§ Tasks to complete:
**a)** In the biography of Spencer Pope, change "automobile dealer" to "car dealer" and give the text again, starting with "Career history" and going on through "and automobile dealer.".
**b)** Write a continuation of the Spencer Pope biography that picks up after its final sentence.

§ Document extract:
Personal information
- Born: March 9, 1893 Linton, Indiana, U.S.
- Died: September 9, 1976 (aged 83) Pottsville, Pennsylvania, U.S.
- Listed height: 5 ft 10 in (1.78 m)
- Listed weight: 170 lb (77 kg)

Career information
- High school: Linton
- College: Indiana

Career history
- Muncie Flyers (1920);
- Stats at Pro Football Reference

= Spencer Pope =

American football player (1893–1976)

Spencer Gorden Pope Sr. (March 9, 1893 – September 9, 1976) was an American football player and automobile dealer.

==Early years and football career==
Pope was born in 1893 in Linton, Indiana, and attended Linton High School. He then attended Indiana University where he played college football as an end for the Hoosiers in 1915 and 1916. He also competed in hurdles and served as captain of Indiana's track team.

Pope's college education was interrupted by service in the U.S. Army during World War I in 1917 and 1918. He served in the 25th Infantry and held the rank of captain. He was stationed at Camp Shelby in Mississippi where he played for the Camp Shelby football team.

In the summer of 1919, Pope announced that he would return to Indiana University in the fall of 1919. He played for the Indiana football team in 1919. In June 1920, he received the Jacob Gimbel Prize for "superior mental attitude in athletics at Indiana university."

§ Data excerpts:

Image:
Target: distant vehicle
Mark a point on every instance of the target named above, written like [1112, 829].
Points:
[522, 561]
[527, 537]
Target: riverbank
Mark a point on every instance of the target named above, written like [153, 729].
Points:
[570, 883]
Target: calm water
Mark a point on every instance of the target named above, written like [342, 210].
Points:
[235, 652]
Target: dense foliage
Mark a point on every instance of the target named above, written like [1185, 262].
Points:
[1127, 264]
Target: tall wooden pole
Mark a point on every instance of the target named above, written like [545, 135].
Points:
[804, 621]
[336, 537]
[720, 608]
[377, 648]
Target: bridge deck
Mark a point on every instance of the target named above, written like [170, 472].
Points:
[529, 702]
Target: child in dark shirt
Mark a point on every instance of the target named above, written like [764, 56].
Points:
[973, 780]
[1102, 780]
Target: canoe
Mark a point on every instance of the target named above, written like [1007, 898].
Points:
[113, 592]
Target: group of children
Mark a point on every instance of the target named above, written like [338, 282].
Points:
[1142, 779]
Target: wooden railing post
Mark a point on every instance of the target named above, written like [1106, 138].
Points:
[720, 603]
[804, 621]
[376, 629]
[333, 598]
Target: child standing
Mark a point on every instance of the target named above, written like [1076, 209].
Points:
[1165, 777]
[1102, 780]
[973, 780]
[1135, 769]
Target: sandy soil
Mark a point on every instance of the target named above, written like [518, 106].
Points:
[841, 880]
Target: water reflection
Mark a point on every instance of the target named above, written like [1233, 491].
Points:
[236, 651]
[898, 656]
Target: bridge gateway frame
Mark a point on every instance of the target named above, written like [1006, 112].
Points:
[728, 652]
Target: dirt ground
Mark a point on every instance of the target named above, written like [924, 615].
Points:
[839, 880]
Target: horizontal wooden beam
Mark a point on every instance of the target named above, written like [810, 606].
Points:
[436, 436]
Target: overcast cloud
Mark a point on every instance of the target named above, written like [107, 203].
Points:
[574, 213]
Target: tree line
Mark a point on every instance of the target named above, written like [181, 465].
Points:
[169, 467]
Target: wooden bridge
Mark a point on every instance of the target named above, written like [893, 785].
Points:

§ Answers given:
**a)**
Career history
- Muncie Flyers (1920);
- Stats at Pro Football Reference

= Spencer Pope =

American football player (1893–1976)

Spencer Gorden Pope Sr. (March 9, 1893 – September 9, 1976) was an American football player and car dealer.

**b)**
Pope also played one game of professional football in October 1920 as an end for the Muncie Flyers in the American Professional Football Association.

==Automotive business and family==
After graduating from Indiana, he worked for the Marmon Motor Car Company in Indianapolis. He held positions as wholesale manager and then retail sales manager in Philadelphia. He became a distributor for the company in 1925 at Pottsville, Pennsylvania. In 1931, he received a Buick automobile franchise in Pottsville. Between 1931 and 1960, it was estimated that he had sold over 14,000 automobiles. His company was known as Pope Motor Company.

Pope married Bertha Seligman in 1924. They had a son Spencer Pope Jr. Pope died in 1976 at age 83 at Pottsville Hospital.